> **Set task A**:
In the wash basin thread, rewrite the passage starting at "So with Stanley" and ending at "of the basin.", substituting "craft knife" for "Stanley knife".
> **Set task B**:
Count the lines of the records that contain the string "rear", and give only the number.

> **Selection**:
# hymer wash basin removal



## bjandlin (Sep 15, 2009)

Good afternoon, The wash basin, the circular one, in my 2005 584 needs to come out to be repaired. Has any one taken theirs out or can offer advice please. 
Thanks.
Barrie


----------



## telbet (Oct 30, 2006)

Any advice would interest me also as the plug has hole has cracked through, sealed it for the time being but eventually may require sink replacing Tel


----------



## bjandlin (Sep 15, 2009)

*wash basin*

Well, I bit the bullet & have taken the basin out.
Turned out to be quite easy once I'd started. The main problem is that the top edge of the basin is tucked up under the lower edge of the mirror which seems to be stuck on to the wall. Not wanting to evoke 7 years bad luck I decided to leave the mirror where it was.
So with Stanley knife in hand I carefully cut through the basin lip along the bottom of the mirror. Then once that was separated & the 2 lower screws removed it was possible to get to the tap connections & remove the whole thing.
The crack around the plug hole was fixed in place with Araldite & once set it was cleaned up to the contour of the basin.
After that I used fibre glass mat & resin to seal & reinforce the underside of the bowl. After 24 hours curing It could all be refitted.
As the top lip had been cut I built up the back with a plastic strip bonded on with Sicoflex so that I could screw though into the outer wall. Job done !

> **Records shown**:
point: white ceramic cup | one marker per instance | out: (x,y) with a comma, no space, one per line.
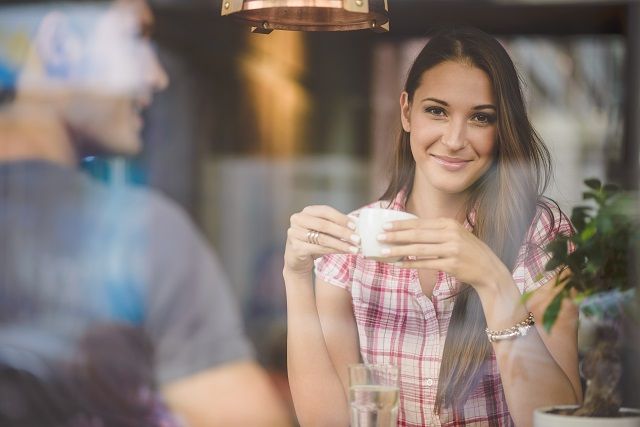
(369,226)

---

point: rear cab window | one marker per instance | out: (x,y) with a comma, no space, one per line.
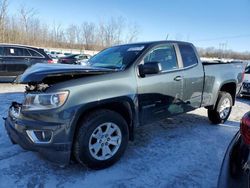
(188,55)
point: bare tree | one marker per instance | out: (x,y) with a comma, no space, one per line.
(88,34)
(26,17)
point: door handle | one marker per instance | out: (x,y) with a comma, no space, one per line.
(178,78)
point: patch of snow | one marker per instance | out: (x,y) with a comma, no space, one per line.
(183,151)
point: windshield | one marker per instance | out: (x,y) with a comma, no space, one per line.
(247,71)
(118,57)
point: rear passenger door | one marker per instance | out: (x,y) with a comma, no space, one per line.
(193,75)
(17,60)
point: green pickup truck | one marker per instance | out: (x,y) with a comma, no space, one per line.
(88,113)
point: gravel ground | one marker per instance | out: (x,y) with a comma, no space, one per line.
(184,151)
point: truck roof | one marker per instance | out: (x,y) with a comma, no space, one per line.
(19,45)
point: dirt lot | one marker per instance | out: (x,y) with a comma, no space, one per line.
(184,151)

==

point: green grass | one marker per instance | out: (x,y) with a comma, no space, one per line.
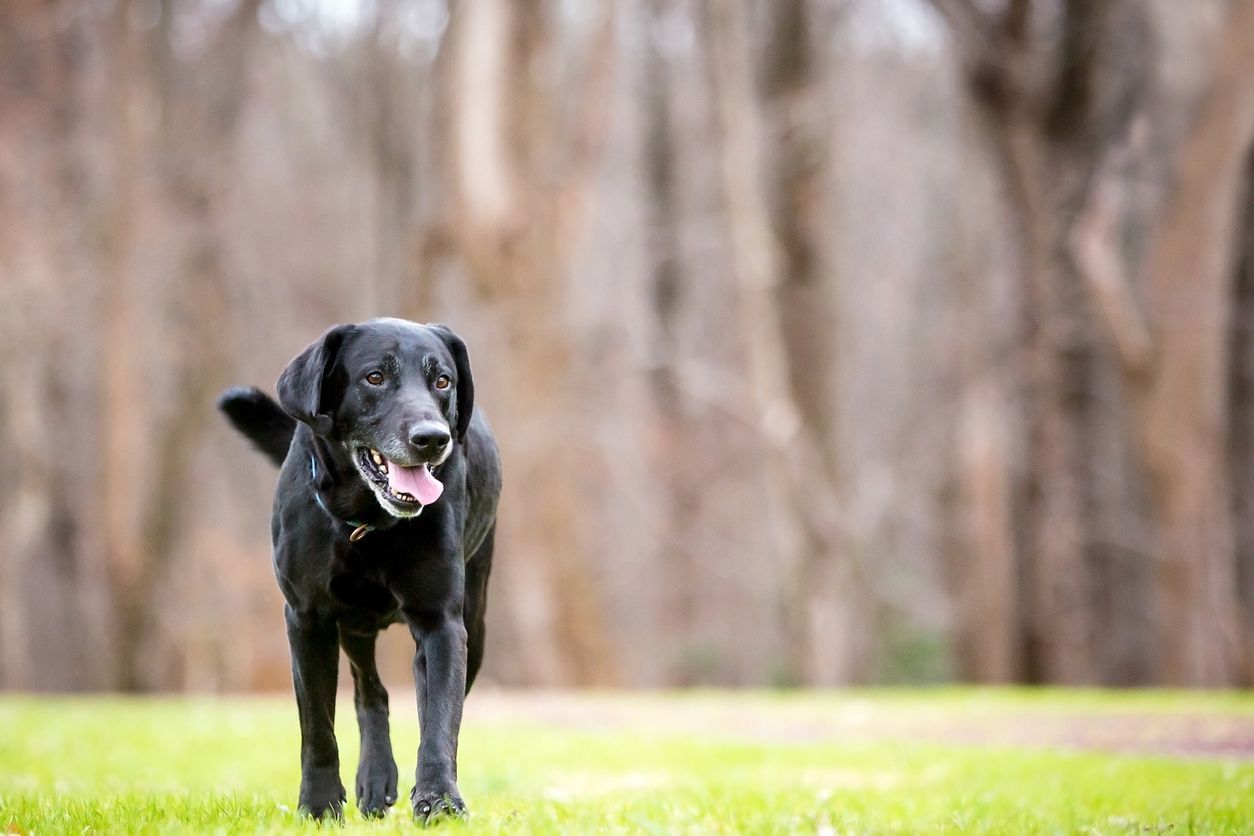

> **Worked solution A**:
So with craft knife in hand I carefully cut through the basin lip along the bottom of the mirror. Then once that was separated & the 2 lower screws removed it was possible to get to the tap connections & remove the whole thing.
The crack around the plug hole was fixed in place with Araldite & once set it was cleaned up to the contour of the basin.

> **Worked solution B**:
2